### MATERIAL FOR THE TASK

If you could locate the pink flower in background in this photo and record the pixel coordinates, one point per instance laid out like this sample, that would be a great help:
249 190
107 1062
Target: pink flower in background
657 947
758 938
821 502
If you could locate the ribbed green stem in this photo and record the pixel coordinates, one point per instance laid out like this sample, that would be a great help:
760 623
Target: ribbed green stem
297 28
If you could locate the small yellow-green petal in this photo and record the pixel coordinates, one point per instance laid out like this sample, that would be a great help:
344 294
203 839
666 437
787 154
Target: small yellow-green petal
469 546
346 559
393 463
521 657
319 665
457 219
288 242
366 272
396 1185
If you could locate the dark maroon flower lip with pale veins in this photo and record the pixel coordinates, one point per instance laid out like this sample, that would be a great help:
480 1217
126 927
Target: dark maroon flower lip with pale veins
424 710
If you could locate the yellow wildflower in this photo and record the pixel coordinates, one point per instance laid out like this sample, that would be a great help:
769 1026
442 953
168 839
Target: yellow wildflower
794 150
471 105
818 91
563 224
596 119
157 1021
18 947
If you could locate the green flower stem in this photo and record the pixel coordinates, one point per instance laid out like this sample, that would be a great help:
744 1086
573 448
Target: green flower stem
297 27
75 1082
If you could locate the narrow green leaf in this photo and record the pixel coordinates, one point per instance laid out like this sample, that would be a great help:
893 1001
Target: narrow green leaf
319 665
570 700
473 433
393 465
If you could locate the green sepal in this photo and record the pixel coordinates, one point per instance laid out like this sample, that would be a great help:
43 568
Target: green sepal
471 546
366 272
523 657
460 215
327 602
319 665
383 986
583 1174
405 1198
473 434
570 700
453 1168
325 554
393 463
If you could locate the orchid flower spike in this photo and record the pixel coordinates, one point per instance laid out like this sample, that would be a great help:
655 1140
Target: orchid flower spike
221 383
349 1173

### WORK ITEM
Copy every line of the material in which the word "this" occurs.

### EXERCISE RESPONSE
If you could locate the pink flower in background in this photo and record the pixel coordinates, one point per instance laid out like this sample, that would be a great help:
If you could locate the ribbed green stem in this photo and record the pixel coordinates, one point per instance laid out like this sample, that would be a great help:
If you could locate the small yellow-green petal in this photo and record the pixel coordinates, one point per instance laid out like this sample, that would be a great help:
If you could locate the dark maroon flower lip with pale veins in this photo and record the pixel coordinates, one point per instance laid out like this sample, that would be a great help:
If you could locate the yellow wildflower in this photo and record the pixel coordinates, one point per instance laid out like this sample, that would be a great help:
If you could locate the green flower stem in this photo and record the pixel coordinates, one point per instance laid out like this sample, that would be a great help:
If you could locate the narrow green leaf in this photo and record the pixel coordinates, one point per instance laid out like this sample, that would be a great help:
If you could locate the green sepal in this photo and record the pixel coordinates, one point per instance laid out like this sample, that would be a great help:
If you could locate the orchid flower spike in this photo and record the pixel coordinates, one point per instance laid out like this sample, that would be a great help:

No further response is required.